Foi um dia inteiro a trabalhar que nem um cão. Muitos injectáveis, supositórios e tudo o que um gajo pudesse lembrar-se para parar os vómitos da malta e só então conseguir parar-lhes a diarreia com comprimidos. Um surto do que chamam "Noro virus", o principal responsável por gastro-enterites virais. Num ambiente fechado como é um navio, é gravíssimo. Espalha-se de uma forma assombrosamente rápida e ganha dimensões alarmantes. Felizmente a bordo dum navio o vírus não se espalha para além do número de tripulantes de passageiros. Se fosse uma epidemia letal, tipo Ebola, morria por aqui. Pelo menos até darem com os corpos quando viessem ver por que ninguém respondia ao rádio!

A situação foi grave. Mas conseguimos manter tudo mais ou menos controlado. Para a equipa médica que estava a integrar-me aquilo era o caos. Para mim, era apenas mais um normalíssimo dia de trabalho. :) Esta gente certamente nunca viu a urgência do HFF!

No dia seguinte ao almoço, sentados à mesa, enquanto a Rika me fazia perguntas para ver se tava preparado para o teste de procedimentos de segurança e emergência a bordo (um teste que todo e qualquer tripulante tem de fazer) surgiu a questão "quem pode dar a ordem de evacuação do navio". Eu respondi que era o "master" e que por acaso no dia antes, meio desorientado, ele me tinha convidado a sentar e tomar o pequeno almoço em amena cavaqueira. Ela ficou admirada... é que esse senhor italiano simpático com muitos risquinhos nos ombros é o COMANDANTE do navio! Eu, um gajo que cresceu a rir-se com as tropelias da tripulação d'O Barco do Amor na televisão, conhecedor de toda a mística em redor da honra de ser convidado para a mesa do Comandante, tinha tomado o pequeno almoço com ele, falei de onde vinha, perguntei-lhe de onde era ele e tal, como quem fala da meteorologia e sem puto de idéia que era o senhor que manda em tudo aqui dentro! :)

Depois de um dia a viajar e 48 horas de isolamento passei dois dias inteiros a trabalhar que nem um cão. Ninguém parou nesta enfermaria e a Anna e o médico, o Sachi (um indiano especialista em emergência), fizeram directa e trabalharam também a noite toda, enquanto a Rika e eu fomos dormir.

Nestes dois dias passaram pela enfermaria mais de cem passageiros e tripulantes, e uns 90% foram só no primeiro dia. Isto de um total de 1548 passageiros e 686 tripulantes. Ainda bem que este navio é dos mais pequenos da frota!

LINHAS FORNECIDAS:

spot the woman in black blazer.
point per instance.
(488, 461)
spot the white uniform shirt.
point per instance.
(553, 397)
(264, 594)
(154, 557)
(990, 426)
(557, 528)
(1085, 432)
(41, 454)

TAREFAS:
1. Enumere todos os nomes próprios de pessoas que surgem no relato do surto a bordo do navio.
2. Redija a continuação do relato do surto a bordo do navio a partir do ponto em que termina.

RESPOSTAS POR TAREFA:
1. Rika, Anna, Sachi

2.
Hoje foi o dia em que atracámos de novo em Mobile. Tive de obter a minha autorização para circular em solo americano. Os senhores da emigração (Homeland Security) fizeram a parte deles, mas por causa do surto viral, ninguém pôde deixar o porto. Aproveitei apenas, já que estava fora do navio, para fotografá-lo de novo e meter aqui umas fotos para vocês verem.

28012008264

28012008267

Por hoje é tudo. Mas já tenho outras histórias para contar e começam a descer de nível e a subir de interesse! ;)

3 comentários:

Unknown disse...

Aki estou eu mais uma vez a acompanhar a tua aventura!!
Pensavas ke ias para aí, para veres uma "babes" a apanhar sol e tomares uns banhos de piscina, enquanto bebias umas "Colas"?
Mas aposto que entre a injecção e o supositório, ainda conseguiste jogar Playstation!!lol

Um abraço Bishop

...cuidado com a loirinha da cabine da frente!! Já lhe disseste que eras sonâmbulo!?

elisabete disse...

Para além da boa vida, mulheres bonitas e jantares de gala também terás que fazer qualquer coisita, não...?! Até para não esqueres a "bela" da urgência do HFF.


Beijo grande

Anónimo disse...

Maluco!!!
Pelo começo, a tua aventura só poderá ser melhor e mais inesquecível do que qualquer cenário que pudesses imaginar. É feio, mas invejo-te!! ;)
Tenho andado um pouco longe daqui, até de mim, e, evidentemente, de ti. Mas mudará.
Tentarei visitar-te regularmente, e comentar as tuas postas.
Diverte-te diverte-te diverte-te. Aproveita e absorve tudo, bom e mau, doce e acre, belo e bela e boas mamocas lololl ;)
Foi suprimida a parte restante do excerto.